> **WRITTEN TASK**
In the semigroup post below, quote in order every sentence in which the writer refers to themselves with the word "I".

Define a semigroup $\{T(t)\}$ on $L$ to be measurable if $T(\cdot)f$ is measurable as a function on $[0,\infty),\mathcal{B}[0,\infty))$ for each $f\in L$. We define the full generator $\hat{A}$ of a measurable contraction semigroup $\{T(t)\}$ on $L$ by $$\hat{A}=\{(f,g)\in L\times L: T9t)f-f=\int_0^t T(s)gds, t\ge 0\}.$$
Now let $L=B(\mathbb{R})$ with the sup norm.Below is a part of the proof of Proposition 5.1 from Ethier and Kurtz' Markov Processes. I don't understand the second equality here. I think the authors used integration by parts, but I don't understand how the integration by parts can be used when we don't assume $T(t)g$ to be continuous, so that it has an antiderivative. I would greatly appreciate it if anyone could explain how this works here.

> **GIVEN DATA**
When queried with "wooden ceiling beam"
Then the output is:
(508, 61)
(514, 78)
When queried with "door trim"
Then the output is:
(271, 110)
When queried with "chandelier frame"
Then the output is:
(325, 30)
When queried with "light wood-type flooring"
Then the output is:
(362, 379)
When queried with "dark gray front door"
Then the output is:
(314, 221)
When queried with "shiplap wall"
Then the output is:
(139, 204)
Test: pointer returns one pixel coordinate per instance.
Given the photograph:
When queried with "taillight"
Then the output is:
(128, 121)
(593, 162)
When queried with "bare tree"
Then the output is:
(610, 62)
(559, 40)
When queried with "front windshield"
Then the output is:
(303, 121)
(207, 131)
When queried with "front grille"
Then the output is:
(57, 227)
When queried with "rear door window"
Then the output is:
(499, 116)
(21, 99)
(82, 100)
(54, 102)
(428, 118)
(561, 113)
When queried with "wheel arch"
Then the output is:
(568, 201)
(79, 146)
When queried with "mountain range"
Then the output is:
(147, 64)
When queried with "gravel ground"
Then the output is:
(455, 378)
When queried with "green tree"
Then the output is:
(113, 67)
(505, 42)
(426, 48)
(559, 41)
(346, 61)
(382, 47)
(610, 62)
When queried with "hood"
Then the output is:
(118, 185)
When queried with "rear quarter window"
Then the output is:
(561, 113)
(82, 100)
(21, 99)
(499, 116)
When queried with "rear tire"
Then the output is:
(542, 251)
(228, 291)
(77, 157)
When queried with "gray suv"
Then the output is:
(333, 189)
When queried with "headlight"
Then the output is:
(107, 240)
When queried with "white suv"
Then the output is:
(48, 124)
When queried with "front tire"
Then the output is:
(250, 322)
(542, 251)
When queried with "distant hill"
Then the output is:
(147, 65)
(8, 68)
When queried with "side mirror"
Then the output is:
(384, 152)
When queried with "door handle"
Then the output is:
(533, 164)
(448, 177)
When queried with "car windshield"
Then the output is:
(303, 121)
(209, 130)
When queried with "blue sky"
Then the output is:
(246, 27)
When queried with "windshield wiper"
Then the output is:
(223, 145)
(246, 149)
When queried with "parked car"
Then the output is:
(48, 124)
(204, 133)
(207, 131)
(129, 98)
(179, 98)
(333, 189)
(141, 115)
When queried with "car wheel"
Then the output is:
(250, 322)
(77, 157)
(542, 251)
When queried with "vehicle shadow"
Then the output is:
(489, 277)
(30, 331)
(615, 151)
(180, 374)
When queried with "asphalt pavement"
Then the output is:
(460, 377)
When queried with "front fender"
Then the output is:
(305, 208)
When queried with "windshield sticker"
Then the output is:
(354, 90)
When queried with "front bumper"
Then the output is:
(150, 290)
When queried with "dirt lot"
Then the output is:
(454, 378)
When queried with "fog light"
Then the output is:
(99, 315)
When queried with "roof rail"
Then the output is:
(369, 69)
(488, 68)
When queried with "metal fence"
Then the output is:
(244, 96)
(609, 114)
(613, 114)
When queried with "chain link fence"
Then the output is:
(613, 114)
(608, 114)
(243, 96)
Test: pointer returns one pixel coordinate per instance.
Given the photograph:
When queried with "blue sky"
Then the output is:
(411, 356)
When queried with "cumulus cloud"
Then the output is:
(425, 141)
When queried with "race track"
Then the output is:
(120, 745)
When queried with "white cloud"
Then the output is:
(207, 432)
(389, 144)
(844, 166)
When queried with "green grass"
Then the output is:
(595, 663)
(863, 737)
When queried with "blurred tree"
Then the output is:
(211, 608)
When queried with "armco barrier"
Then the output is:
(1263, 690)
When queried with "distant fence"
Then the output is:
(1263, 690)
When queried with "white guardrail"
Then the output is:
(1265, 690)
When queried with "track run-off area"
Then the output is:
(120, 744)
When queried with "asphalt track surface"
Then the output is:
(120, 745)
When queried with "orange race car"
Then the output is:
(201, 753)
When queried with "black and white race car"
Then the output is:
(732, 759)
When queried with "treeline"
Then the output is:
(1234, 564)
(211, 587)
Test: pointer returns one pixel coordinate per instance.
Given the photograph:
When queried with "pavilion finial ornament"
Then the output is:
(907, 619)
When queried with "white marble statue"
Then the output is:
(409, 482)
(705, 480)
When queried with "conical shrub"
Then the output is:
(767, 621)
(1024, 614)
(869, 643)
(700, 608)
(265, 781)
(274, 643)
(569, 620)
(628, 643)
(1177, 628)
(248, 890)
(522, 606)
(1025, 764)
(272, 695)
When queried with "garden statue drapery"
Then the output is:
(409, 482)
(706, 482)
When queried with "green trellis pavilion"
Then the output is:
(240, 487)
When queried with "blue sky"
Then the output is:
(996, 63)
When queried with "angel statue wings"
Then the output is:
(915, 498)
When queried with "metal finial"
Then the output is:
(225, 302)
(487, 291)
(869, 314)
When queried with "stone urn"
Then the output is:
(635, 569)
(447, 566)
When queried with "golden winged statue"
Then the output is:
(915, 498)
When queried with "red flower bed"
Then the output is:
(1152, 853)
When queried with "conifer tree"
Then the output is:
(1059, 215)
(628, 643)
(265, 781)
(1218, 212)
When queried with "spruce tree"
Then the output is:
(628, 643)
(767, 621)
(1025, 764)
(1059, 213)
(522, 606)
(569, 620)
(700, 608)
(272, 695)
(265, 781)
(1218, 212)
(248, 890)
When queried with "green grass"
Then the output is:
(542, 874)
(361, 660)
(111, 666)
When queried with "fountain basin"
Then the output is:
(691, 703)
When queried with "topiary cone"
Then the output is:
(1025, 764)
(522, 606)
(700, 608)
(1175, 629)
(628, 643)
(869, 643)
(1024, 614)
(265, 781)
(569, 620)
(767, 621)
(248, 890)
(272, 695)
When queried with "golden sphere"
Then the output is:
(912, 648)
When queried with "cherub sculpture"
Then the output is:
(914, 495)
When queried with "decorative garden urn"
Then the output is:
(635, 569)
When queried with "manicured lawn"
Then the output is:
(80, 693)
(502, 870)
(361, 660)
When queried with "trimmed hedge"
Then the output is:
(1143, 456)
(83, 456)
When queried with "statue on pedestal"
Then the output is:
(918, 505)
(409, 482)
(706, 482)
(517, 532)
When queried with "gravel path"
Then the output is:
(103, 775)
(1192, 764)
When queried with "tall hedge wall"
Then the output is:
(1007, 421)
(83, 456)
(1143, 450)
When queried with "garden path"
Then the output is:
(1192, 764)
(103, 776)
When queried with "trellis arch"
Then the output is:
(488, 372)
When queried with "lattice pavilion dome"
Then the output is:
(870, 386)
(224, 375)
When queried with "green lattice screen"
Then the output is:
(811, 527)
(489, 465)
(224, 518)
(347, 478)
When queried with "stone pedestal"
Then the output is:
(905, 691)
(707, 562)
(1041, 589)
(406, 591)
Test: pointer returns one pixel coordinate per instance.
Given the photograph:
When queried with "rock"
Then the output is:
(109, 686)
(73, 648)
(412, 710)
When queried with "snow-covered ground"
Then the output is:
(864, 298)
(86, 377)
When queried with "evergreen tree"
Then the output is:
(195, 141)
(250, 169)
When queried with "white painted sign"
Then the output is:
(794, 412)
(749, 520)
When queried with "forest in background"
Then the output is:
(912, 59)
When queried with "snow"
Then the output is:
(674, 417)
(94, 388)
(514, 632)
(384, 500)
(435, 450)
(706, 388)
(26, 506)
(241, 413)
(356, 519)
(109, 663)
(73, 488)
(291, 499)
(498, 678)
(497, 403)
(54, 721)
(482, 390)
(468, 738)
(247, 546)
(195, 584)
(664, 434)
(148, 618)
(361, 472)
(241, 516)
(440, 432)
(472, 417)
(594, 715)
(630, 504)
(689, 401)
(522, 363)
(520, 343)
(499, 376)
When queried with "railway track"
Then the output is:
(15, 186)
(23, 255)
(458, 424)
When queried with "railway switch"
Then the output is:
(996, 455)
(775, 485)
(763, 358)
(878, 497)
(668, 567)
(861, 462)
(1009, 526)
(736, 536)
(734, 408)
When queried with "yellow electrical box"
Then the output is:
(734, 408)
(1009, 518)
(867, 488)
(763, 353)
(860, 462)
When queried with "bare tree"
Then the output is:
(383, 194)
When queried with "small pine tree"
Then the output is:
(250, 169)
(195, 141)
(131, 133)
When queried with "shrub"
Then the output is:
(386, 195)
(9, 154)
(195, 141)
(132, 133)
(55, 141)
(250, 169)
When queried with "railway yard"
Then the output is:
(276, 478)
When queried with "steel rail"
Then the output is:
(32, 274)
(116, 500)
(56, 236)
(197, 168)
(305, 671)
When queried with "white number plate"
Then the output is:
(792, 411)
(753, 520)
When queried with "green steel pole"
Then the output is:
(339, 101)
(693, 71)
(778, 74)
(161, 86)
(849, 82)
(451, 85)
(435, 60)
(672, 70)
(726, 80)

> **TASK OUTPUT**
1. "I don't understand the second equality here."
2. "I think the authors used integration by parts, but I don't understand how the integration by parts can be used when we don't assume $T(t)g$ to be continuous, so that it has an antiderivative."
3. "I would greatly appreciate it if anyone could explain how this works here."